You are viewing a plain text version of this content. The canonical link for it is here.
Posted to user@impala.apache.org by Boris Tyukin <bo...@boristyukin.com> on 2019/02/18 13:47:36 UTC

Impala and Kudu resouces allocation

Hello,

We are trying to figure out how much memory / CPU cores allocated to Impala
versus Kudu, since both of them are on the same cluster.

Let's say we have 200Gb of RAM and 48 cores and 70% of the data stored in
Kudu, while 30% in Impala/HDFS. How we would assign resources in this case
since both of them are the memory intensive apps?

Thanks,
Boris

Re: Impala and Kudu resouces allocation

Posted by Brock Noland <br...@phdata.io>.
Hi Boris,

I am not sure what the exact count is, but we have somewhere around 25
of our Managed Services customers using Kudu and several more
consulting customers.

In addition to IoT and just generally large continually updated fact
tabs, we've also found the CDC use case to be desirable for customers.
By using CDC + Kudu + Impala, an EDW offload use case is much, much
easier than it was several years ago.

Brock

On Mon, Feb 18, 2019 at 10:19 AM Boris Tyukin <bo...@boristyukin.com> wrote:
>
> thanks Brock, I really like your idea to start with Kudu, and then divide between Impala/Yarn.
>
> How is Kudu working for you guys? I see you've published a book recently - will check it out!!
>
> We were really impressed with Kudu after did some benchmarks I posted on my blog https://boristyukin.com/benchmarking-apache-kudu-vs-apache-impala. And now will be using it for real-time replication of data from Cerner EHR, using GoldenGate, Kafka and NiFi. I know you are in healthcare space too..
>
> Thanks,
> Boris
>
> On Mon, Feb 18, 2019 at 10:45 AM Brock Noland <br...@phdata.io> wrote:
>>
>> I would do this:
>>
>> - Give Kudu required memory as described here - https://www.cloudera.com/documentation/enterprise/latest/topics/kudu_scaling.html
>> - Give HDFS minimum required memory
>> - Decide how you use YARN vs Impala and split up the memory based on that usage. We tend to use lots of impala on Kudu and HDFS, so we give Impala lots of memory and YARN a smaller amount.
>>
>> Brock
>>
>> On Mon, Feb 18, 2019 at 7:49 AM Boris Tyukin <bo...@boristyukin.com> wrote:
>>>
>>> Hello,
>>>
>>> We are trying to figure out how much memory / CPU cores allocated to Impala versus Kudu, since both of them are on the same cluster.
>>>
>>> Let's say we have 200Gb of RAM and 48 cores and 70% of the data stored in Kudu, while 30% in Impala/HDFS. How we would assign resources in this case since both of them are the memory intensive apps?
>>>
>>> Thanks,
>>> Boris

Re: Impala and Kudu resouces allocation

Posted by Boris Tyukin <bo...@boristyukin.com>.
thanks Brock, I really like your idea to start with Kudu, and then divide
between Impala/Yarn.

* **Annotated coordinate records**

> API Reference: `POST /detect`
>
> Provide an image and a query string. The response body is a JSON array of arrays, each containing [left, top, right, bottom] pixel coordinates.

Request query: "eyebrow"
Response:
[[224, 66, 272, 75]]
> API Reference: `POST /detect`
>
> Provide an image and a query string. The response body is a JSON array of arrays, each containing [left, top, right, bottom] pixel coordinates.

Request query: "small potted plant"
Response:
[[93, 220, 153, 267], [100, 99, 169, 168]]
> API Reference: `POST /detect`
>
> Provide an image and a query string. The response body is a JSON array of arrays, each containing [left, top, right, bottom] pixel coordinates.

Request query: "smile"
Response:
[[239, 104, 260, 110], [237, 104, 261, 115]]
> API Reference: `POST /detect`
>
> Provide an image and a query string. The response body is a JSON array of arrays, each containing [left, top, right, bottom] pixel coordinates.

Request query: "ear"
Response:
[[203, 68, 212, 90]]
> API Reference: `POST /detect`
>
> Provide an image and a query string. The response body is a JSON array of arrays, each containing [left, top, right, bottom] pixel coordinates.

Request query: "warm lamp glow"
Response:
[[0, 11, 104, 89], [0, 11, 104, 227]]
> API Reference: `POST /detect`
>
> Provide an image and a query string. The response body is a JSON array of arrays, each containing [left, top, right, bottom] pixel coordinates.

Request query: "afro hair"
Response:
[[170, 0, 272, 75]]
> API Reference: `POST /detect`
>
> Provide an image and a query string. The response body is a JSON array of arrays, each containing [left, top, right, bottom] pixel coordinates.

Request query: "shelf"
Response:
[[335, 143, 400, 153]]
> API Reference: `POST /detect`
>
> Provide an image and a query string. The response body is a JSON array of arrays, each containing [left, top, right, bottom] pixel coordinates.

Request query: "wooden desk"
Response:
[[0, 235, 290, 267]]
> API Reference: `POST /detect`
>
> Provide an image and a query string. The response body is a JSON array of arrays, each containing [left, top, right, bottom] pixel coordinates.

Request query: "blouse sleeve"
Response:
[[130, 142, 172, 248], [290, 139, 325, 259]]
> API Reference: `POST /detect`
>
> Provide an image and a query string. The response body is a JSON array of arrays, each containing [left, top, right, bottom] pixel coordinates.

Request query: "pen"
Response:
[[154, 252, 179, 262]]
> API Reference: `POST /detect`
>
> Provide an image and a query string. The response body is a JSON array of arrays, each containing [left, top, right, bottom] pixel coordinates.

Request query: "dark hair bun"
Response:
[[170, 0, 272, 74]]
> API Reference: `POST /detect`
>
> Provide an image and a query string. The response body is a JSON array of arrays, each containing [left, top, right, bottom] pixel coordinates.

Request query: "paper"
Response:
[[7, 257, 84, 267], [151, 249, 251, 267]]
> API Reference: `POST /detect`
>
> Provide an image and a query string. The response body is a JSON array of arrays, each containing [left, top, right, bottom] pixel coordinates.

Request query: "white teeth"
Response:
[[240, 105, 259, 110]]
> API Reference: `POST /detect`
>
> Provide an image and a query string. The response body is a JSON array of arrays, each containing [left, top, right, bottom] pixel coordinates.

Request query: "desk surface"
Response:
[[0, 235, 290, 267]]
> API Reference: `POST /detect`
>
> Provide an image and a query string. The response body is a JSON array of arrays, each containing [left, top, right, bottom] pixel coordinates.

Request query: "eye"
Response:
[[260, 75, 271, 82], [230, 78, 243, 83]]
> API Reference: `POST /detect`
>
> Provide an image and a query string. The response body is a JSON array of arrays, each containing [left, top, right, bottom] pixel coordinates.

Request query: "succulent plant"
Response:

* **Objectives**
1. Using the Impala and Kudu thread, decide whether each statement agrees with it. Answer yes or no, and quote the words from the thread that decide it. (a) The scenario Boris describes has 48 cores. (b) Brock advises giving HDFS a large share of memory. (c) Boris plans to use Kafka for real-time replication of data.
2. Output the listing from its first line through the line containing "[[224, 66, 272, 75]]", keeping both ends.

* **The solutions**
1.
(a) Yes: "Let's say we have 200Gb of RAM and 48 cores"
(b) No: "Give HDFS minimum required memory"
(c) Yes: "using GoldenGate, Kafka and NiFi"

2.
> API Reference: `POST /detect`
>
> Provide an image and a query string. The response body is a JSON array of arrays, each containing [left, top, right, bottom] pixel coordinates.

Request query: "eyebrow"
Response:
[[224, 66, 272, 75]]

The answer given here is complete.